TASK OBJECTIVE :: Render each line of the material below as a row in a Markdown table with the columns Row and Line, numbering the rows and leaving out blank lines.

RECORDS FOR THE TASK ::

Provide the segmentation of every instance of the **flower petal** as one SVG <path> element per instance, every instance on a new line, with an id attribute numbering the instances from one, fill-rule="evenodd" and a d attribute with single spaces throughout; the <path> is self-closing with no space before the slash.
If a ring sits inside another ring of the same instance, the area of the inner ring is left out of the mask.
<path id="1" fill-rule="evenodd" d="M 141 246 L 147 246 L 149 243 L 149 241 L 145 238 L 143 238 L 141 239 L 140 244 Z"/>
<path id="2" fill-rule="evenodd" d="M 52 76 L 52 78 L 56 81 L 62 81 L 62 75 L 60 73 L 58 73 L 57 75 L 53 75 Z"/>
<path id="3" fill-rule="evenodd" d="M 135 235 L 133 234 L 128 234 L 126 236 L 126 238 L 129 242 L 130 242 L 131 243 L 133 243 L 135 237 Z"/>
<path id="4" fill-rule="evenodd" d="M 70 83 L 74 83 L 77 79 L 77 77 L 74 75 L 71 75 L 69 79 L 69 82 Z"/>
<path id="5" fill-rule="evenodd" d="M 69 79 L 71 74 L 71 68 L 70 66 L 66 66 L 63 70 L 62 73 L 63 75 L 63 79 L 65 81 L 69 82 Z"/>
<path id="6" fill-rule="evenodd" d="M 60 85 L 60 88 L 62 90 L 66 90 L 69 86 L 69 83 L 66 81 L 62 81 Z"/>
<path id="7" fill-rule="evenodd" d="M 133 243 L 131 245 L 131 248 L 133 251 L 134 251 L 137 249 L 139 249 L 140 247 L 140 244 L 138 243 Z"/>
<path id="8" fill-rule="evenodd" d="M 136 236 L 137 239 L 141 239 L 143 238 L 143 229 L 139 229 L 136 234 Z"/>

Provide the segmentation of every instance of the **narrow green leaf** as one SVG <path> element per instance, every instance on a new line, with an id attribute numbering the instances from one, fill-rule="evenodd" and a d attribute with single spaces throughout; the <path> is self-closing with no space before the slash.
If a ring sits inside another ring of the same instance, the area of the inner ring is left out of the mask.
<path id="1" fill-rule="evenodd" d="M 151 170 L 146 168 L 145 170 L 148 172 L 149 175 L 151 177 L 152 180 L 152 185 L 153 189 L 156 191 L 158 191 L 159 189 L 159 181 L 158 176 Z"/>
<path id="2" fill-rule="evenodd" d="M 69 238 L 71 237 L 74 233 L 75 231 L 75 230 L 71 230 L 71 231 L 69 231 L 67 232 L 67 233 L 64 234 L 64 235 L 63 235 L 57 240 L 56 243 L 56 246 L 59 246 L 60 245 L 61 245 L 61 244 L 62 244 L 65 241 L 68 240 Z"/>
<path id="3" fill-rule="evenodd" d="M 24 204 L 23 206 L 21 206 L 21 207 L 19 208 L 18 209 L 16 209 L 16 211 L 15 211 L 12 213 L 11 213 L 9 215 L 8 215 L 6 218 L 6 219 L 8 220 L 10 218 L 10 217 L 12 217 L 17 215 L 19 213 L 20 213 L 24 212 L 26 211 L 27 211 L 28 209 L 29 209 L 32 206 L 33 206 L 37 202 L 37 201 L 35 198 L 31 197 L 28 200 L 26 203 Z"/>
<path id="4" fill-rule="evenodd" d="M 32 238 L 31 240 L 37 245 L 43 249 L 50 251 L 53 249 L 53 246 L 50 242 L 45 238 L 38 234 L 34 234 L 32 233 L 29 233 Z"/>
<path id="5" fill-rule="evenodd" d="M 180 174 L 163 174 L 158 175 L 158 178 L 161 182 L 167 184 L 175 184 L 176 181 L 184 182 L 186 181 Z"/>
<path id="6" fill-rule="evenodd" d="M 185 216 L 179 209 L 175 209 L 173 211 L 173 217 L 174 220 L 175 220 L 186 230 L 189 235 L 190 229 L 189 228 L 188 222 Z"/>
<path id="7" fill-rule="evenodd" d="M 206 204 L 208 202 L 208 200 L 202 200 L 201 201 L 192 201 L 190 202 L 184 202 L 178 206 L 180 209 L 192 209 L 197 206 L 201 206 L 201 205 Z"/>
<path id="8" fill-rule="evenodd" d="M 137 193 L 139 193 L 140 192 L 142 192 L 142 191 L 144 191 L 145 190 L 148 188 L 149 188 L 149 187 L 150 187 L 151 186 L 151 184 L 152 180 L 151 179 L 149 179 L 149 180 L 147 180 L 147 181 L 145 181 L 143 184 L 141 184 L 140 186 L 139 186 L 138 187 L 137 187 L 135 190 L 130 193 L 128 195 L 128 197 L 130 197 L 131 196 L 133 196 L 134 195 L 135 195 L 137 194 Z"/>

EXERCISE ANSWER ::
| Row | Line |
|---|---|
| 1 | Provide the segmentation of every instance of the **flower petal** as one SVG <path> element per instance, every instance on a new line, with an id attribute numbering the instances from one, fill-rule="evenodd" and a d attribute with single spaces throughout; the <path> is self-closing with no space before the slash. |
| 2 | If a ring sits inside another ring of the same instance, the area of the inner ring is left out of the mask. |
| 3 | <path id="1" fill-rule="evenodd" d="M 141 246 L 147 246 L 149 243 L 149 241 L 145 238 L 143 238 L 141 239 L 140 244 Z"/> |
| 4 | <path id="2" fill-rule="evenodd" d="M 52 76 L 52 78 L 56 81 L 62 81 L 62 75 L 60 73 L 58 73 L 57 75 L 53 75 Z"/> |
| 5 | <path id="3" fill-rule="evenodd" d="M 135 235 L 133 234 L 128 234 L 126 236 L 126 238 L 129 242 L 130 242 L 131 243 L 133 243 L 135 237 Z"/> |
| 6 | <path id="4" fill-rule="evenodd" d="M 70 83 L 74 83 L 77 79 L 77 77 L 74 75 L 71 75 L 69 79 L 69 82 Z"/> |
| 7 | <path id="5" fill-rule="evenodd" d="M 69 79 L 71 74 L 71 68 L 70 66 L 66 66 L 63 70 L 62 73 L 63 75 L 63 79 L 65 81 L 69 82 Z"/> |
| 8 | <path id="6" fill-rule="evenodd" d="M 60 85 L 60 88 L 62 90 L 66 90 L 69 86 L 69 83 L 66 81 L 62 81 Z"/> |
| 9 | <path id="7" fill-rule="evenodd" d="M 133 243 L 131 245 L 131 248 L 133 251 L 134 251 L 137 249 L 139 249 L 140 247 L 140 244 L 138 243 Z"/> |
| 10 | <path id="8" fill-rule="evenodd" d="M 136 236 L 137 239 L 141 239 L 143 238 L 143 229 L 139 229 L 136 234 Z"/> |
| 11 | Provide the segmentation of every instance of the **narrow green leaf** as one SVG <path> element per instance, every instance on a new line, with an id attribute numbering the instances from one, fill-rule="evenodd" and a d attribute with single spaces throughout; the <path> is self-closing with no space before the slash. |
| 12 | If a ring sits inside another ring of the same instance, the area of the inner ring is left out of the mask. |
| 13 | <path id="1" fill-rule="evenodd" d="M 151 170 L 146 168 L 145 170 L 148 172 L 149 175 L 151 177 L 152 180 L 152 185 L 153 189 L 156 191 L 158 191 L 159 189 L 159 181 L 158 176 Z"/> |
| 14 | <path id="2" fill-rule="evenodd" d="M 69 238 L 71 237 L 74 233 L 75 231 L 75 230 L 71 230 L 71 231 L 69 231 L 67 232 L 67 233 L 64 234 L 64 235 L 63 235 L 57 240 L 56 243 L 56 246 L 59 246 L 60 245 L 61 245 L 61 244 L 62 244 L 65 241 L 68 240 Z"/> |
| 15 | <path id="3" fill-rule="evenodd" d="M 24 204 L 23 206 L 21 206 L 21 207 L 19 208 L 18 209 L 16 209 L 16 211 L 15 211 L 12 213 L 11 213 L 9 215 L 8 215 L 6 218 L 6 219 L 8 220 L 10 218 L 10 217 L 12 217 L 17 215 L 19 213 L 20 213 L 24 212 L 26 211 L 27 211 L 28 209 L 29 209 L 32 206 L 33 206 L 37 202 L 37 201 L 35 198 L 31 197 L 28 200 L 26 203 Z"/> |
| 16 | <path id="4" fill-rule="evenodd" d="M 32 238 L 31 240 L 37 245 L 43 249 L 50 251 L 53 249 L 53 246 L 50 242 L 45 238 L 38 234 L 34 234 L 32 233 L 29 233 Z"/> |
| 17 | <path id="5" fill-rule="evenodd" d="M 180 174 L 163 174 L 158 175 L 158 178 L 161 182 L 167 184 L 175 184 L 176 181 L 184 182 L 186 181 Z"/> |
| 18 | <path id="6" fill-rule="evenodd" d="M 185 216 L 179 209 L 175 209 L 173 211 L 173 217 L 174 220 L 175 220 L 186 230 L 189 235 L 190 229 L 189 228 L 188 222 Z"/> |
| 19 | <path id="7" fill-rule="evenodd" d="M 206 204 L 208 202 L 208 200 L 202 200 L 201 201 L 192 201 L 190 202 L 184 202 L 178 206 L 180 209 L 192 209 L 197 206 L 201 206 L 201 205 Z"/> |
| 20 | <path id="8" fill-rule="evenodd" d="M 137 193 L 139 193 L 140 192 L 142 192 L 142 191 L 144 191 L 145 190 L 148 188 L 149 188 L 149 187 L 150 187 L 151 186 L 151 184 L 152 180 L 151 179 L 149 179 L 149 180 L 147 180 L 147 181 L 145 181 L 143 184 L 141 184 L 140 186 L 139 186 L 138 187 L 137 187 L 135 190 L 130 193 L 128 195 L 128 197 L 130 197 L 131 196 L 133 196 L 134 195 L 135 195 L 137 194 Z"/> |